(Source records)

****************

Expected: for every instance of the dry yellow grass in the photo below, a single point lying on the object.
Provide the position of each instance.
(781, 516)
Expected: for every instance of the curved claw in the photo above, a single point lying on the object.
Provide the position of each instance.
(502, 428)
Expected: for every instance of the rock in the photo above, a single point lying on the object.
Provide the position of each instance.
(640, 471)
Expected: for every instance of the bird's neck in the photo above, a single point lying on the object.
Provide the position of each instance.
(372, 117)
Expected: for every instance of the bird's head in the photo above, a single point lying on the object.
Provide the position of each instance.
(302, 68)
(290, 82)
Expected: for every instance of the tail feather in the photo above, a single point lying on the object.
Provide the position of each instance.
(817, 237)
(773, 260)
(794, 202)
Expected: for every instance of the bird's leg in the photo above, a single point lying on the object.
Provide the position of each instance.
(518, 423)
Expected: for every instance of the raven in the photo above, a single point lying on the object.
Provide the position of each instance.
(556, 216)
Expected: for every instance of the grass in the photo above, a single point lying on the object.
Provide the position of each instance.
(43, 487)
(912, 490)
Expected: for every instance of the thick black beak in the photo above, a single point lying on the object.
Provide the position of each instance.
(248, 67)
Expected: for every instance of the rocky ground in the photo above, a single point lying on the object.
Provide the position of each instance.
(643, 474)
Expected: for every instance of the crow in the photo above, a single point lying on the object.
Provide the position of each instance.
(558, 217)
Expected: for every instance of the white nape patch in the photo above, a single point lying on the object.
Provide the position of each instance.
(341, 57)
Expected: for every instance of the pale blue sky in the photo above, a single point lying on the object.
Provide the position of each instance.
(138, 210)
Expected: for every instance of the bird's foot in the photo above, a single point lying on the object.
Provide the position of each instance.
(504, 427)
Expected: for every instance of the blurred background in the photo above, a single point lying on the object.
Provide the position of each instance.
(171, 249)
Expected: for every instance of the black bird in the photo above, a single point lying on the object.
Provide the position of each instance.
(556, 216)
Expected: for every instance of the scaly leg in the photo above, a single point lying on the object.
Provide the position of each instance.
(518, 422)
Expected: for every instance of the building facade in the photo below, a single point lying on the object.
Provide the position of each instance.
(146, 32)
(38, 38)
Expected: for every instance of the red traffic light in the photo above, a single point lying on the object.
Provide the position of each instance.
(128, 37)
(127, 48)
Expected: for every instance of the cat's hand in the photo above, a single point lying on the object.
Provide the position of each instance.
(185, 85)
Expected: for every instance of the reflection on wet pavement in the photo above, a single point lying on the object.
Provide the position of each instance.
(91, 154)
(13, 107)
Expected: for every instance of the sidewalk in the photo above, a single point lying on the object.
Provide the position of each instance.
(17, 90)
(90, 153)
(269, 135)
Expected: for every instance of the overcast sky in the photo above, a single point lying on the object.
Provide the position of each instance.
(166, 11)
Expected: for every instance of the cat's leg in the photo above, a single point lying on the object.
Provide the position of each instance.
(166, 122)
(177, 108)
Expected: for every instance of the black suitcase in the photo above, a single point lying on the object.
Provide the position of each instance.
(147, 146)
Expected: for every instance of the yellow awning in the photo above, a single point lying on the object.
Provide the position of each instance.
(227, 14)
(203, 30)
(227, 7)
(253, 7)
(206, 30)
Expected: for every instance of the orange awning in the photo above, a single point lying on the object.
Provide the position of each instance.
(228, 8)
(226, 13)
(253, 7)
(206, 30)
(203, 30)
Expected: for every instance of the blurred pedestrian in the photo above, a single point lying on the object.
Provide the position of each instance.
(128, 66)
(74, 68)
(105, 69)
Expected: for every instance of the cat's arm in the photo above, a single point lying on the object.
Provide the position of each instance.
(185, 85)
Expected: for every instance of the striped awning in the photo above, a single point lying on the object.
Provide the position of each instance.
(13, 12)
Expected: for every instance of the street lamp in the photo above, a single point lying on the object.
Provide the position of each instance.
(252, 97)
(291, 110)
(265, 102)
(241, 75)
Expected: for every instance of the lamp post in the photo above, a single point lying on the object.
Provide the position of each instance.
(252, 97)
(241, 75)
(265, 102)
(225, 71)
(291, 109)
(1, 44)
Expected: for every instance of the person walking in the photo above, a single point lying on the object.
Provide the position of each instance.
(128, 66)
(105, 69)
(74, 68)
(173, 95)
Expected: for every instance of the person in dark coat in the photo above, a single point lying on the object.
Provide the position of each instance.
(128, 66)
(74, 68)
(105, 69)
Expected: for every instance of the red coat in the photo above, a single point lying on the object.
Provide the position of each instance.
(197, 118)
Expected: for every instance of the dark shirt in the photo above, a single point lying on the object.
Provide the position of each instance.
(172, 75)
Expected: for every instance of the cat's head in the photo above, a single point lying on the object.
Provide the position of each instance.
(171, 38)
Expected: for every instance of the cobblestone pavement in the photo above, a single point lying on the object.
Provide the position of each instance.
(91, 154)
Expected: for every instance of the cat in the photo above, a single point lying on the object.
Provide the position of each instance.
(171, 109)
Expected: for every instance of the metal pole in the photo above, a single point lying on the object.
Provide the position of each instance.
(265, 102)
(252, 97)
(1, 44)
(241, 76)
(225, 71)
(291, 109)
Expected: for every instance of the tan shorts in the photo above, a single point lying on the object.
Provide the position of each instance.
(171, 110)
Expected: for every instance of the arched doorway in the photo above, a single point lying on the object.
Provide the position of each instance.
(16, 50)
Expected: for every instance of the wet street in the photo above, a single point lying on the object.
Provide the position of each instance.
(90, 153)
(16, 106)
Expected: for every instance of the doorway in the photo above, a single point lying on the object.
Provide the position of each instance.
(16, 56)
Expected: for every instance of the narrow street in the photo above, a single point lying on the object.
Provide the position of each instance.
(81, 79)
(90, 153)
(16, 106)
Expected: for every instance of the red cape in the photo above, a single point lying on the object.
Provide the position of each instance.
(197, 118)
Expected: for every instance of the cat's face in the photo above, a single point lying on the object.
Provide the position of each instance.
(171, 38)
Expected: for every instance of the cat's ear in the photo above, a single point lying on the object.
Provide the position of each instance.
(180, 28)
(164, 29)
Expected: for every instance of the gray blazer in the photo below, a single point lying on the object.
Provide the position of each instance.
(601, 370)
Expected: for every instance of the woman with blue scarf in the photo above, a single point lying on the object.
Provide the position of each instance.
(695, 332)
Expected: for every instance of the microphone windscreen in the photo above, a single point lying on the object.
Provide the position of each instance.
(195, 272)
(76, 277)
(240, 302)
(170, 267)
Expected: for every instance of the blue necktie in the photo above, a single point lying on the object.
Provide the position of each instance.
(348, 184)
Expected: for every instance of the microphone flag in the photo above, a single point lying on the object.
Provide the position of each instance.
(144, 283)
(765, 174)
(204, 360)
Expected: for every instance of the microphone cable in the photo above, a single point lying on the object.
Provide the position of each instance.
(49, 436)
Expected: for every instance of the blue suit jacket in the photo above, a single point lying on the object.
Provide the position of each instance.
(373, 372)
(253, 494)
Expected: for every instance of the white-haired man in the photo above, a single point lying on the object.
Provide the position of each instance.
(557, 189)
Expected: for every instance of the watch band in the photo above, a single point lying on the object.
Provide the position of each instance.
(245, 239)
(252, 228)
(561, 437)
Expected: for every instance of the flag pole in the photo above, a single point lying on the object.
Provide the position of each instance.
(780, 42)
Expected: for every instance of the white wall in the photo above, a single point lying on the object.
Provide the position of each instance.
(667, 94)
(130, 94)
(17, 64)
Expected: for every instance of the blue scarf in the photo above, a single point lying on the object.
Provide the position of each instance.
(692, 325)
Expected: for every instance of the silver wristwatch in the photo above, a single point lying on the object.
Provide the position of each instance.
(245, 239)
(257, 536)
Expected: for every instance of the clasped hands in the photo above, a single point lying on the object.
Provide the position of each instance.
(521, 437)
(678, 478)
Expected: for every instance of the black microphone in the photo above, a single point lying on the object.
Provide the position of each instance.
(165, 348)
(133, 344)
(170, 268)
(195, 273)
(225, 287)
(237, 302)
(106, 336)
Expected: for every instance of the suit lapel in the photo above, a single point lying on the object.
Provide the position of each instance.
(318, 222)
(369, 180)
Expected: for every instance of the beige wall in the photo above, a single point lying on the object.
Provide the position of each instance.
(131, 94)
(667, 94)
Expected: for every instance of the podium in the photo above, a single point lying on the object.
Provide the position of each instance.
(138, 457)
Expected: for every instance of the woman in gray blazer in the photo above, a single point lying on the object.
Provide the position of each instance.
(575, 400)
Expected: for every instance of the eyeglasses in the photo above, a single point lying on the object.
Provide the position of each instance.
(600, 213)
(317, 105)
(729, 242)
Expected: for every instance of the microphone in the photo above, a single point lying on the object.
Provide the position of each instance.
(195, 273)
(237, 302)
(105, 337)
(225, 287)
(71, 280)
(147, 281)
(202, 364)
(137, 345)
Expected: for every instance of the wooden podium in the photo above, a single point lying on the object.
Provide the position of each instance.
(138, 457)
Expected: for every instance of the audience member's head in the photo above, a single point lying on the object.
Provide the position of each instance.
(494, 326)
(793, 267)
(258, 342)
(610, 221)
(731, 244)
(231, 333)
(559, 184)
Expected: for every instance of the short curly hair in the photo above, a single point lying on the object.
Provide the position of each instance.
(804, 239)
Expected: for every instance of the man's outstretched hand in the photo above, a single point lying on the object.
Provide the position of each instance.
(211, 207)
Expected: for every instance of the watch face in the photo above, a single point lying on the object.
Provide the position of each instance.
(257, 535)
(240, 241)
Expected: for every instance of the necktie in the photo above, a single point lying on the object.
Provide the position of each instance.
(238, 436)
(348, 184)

****************

▶ _What you have to do_: Across the entries above, how many lines include "dark"? State only that number.

▶ _Response area_: 2